__WHAT IS BEING ASKED__
Extract, exactly as written, all lines of the material below from the line that includes "Put a dot on each instance of the tree" through its last line.

__DATASET RECORDS__
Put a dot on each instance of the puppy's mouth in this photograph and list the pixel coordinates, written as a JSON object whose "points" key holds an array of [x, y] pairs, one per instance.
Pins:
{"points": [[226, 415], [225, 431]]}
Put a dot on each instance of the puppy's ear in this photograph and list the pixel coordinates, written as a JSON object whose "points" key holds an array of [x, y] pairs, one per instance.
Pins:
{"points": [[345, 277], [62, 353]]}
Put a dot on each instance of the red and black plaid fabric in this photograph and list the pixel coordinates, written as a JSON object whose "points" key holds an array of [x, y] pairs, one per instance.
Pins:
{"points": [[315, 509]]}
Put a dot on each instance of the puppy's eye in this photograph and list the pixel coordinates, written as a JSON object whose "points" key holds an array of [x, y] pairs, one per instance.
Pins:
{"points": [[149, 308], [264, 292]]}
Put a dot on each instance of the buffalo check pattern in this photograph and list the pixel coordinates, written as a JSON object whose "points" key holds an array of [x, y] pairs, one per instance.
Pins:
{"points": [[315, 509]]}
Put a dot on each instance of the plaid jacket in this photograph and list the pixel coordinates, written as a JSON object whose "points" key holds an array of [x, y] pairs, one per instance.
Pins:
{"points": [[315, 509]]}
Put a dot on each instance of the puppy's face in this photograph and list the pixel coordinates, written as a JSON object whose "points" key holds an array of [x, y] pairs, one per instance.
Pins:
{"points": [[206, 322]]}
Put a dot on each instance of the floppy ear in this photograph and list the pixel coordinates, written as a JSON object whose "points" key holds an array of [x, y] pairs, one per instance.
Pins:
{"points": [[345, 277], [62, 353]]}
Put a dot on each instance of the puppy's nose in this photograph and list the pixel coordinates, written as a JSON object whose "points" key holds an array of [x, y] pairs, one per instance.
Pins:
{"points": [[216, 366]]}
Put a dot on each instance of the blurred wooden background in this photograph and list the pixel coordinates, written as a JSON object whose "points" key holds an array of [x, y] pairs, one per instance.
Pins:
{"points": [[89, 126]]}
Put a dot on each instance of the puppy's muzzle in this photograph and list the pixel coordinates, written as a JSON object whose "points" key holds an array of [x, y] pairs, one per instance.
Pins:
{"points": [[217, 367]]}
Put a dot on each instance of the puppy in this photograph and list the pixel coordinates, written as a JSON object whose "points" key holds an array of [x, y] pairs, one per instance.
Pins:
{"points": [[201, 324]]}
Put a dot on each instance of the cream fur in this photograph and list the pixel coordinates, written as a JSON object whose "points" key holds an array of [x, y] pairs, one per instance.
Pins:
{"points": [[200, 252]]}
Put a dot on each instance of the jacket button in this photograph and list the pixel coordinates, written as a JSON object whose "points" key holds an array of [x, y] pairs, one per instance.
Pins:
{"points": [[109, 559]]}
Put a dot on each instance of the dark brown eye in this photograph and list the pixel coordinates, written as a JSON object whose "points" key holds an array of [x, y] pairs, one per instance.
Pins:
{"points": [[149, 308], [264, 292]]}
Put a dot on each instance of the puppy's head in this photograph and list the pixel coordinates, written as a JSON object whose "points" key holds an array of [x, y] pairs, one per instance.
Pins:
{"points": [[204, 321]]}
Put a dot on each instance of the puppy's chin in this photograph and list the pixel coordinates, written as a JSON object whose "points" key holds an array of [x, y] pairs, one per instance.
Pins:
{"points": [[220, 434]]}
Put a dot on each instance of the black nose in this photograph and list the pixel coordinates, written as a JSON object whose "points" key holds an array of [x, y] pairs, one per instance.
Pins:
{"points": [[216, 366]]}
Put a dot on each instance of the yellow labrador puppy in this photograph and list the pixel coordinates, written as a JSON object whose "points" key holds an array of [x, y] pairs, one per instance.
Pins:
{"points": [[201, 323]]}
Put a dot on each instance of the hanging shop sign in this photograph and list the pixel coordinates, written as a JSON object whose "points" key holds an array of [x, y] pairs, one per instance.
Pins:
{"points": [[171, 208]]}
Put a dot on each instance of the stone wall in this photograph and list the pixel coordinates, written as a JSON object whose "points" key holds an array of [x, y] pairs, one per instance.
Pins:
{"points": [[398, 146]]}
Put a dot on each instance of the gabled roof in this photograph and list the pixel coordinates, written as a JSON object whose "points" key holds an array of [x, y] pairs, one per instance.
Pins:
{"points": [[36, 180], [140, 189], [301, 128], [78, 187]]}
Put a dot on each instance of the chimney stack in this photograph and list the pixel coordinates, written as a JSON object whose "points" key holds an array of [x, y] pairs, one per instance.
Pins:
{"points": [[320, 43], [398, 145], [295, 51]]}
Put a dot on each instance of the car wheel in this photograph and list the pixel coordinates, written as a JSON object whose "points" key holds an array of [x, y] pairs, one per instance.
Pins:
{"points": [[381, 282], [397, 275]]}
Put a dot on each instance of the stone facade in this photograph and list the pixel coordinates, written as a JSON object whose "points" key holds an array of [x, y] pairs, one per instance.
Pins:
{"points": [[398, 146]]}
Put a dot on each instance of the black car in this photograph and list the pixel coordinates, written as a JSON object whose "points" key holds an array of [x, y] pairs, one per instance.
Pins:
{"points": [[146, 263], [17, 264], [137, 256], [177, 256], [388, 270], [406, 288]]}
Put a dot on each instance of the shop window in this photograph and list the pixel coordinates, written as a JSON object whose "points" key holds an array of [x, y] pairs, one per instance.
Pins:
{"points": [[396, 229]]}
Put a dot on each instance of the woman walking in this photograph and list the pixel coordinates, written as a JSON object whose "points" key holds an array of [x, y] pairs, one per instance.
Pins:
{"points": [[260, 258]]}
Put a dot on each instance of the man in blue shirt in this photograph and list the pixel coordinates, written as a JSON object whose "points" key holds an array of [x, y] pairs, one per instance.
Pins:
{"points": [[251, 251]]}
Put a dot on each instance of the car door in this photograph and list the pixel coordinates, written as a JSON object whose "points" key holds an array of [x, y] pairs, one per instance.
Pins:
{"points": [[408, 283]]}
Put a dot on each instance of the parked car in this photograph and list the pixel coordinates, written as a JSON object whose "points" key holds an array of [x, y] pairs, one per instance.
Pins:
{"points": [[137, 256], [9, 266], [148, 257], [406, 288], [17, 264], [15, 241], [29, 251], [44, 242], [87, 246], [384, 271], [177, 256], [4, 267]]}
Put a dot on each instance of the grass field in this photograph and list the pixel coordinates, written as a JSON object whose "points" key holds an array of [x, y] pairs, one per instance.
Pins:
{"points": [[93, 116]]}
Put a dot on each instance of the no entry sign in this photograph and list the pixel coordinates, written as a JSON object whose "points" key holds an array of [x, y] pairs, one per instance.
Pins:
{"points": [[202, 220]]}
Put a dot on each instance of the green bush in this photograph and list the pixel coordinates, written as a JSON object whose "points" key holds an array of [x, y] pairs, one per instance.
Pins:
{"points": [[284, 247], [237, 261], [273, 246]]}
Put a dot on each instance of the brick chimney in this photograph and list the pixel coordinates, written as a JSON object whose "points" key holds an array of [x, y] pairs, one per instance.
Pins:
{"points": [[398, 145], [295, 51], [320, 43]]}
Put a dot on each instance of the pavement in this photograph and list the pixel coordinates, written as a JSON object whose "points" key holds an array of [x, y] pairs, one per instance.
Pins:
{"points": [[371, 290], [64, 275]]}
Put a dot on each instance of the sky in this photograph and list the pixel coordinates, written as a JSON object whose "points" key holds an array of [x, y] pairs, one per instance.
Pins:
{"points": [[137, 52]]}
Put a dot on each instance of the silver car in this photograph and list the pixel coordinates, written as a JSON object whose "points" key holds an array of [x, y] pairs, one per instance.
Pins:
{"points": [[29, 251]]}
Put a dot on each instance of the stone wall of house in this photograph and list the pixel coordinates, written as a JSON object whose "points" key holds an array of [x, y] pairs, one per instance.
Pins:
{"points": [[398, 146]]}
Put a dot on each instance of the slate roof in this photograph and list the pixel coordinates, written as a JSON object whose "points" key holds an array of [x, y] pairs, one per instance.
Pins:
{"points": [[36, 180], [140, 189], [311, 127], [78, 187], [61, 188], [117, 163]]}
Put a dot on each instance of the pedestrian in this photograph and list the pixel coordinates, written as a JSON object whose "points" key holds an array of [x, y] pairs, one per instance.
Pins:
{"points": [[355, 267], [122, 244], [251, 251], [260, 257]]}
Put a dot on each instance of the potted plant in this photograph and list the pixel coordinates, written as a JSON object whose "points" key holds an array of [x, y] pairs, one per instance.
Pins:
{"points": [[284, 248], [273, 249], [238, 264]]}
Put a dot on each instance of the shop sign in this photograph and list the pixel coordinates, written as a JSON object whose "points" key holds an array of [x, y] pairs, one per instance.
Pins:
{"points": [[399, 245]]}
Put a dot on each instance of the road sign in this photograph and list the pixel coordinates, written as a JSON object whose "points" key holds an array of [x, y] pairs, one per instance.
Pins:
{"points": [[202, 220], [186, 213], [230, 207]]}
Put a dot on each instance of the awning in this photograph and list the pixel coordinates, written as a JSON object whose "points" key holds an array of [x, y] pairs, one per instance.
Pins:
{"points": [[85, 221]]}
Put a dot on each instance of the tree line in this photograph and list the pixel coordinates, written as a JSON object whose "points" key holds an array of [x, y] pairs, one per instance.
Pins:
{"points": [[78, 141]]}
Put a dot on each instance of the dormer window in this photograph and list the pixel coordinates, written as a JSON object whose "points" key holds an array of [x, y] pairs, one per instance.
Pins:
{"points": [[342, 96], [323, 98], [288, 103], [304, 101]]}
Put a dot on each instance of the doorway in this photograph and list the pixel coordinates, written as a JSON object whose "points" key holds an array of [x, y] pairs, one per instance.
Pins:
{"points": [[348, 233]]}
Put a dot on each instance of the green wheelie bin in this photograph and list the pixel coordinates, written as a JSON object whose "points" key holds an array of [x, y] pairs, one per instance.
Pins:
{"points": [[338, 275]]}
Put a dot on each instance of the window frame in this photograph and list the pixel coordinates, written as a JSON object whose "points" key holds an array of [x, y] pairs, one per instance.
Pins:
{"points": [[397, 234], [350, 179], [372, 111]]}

__ANSWER SECTION__
Put a dot on each instance of the tree line in this photograph and list the pixel coordinates, written as a JSON object whose "points" key holds an array of [x, y] pairs, one per instance.
Pins:
{"points": [[78, 141]]}
Put a dot on each instance of the dormer window in this photograph and list the pixel coordinates, written as a JSON object whose "points" key holds an array of [x, y] pairs, one per instance.
Pins:
{"points": [[342, 96], [323, 98], [288, 103], [304, 101]]}
Put a dot on each instance of the doorway in this photograph and list the pixel coordinates, written as a JSON object whose "points" key holds an array of [x, y] pairs, one per instance.
Pins:
{"points": [[348, 233]]}
Put a dot on each instance of the green wheelie bin in this photograph and list the pixel coordinates, written as a JSON object whose "points" key holds an array of [x, y] pairs, one per instance.
Pins:
{"points": [[338, 275]]}
Put a dot on each instance of the window frame in this photograph and list the pixel coordinates, written as a JSON object whose "points" key holds an array of [x, y] pairs, one per instance.
Pins:
{"points": [[397, 234], [350, 179], [372, 111]]}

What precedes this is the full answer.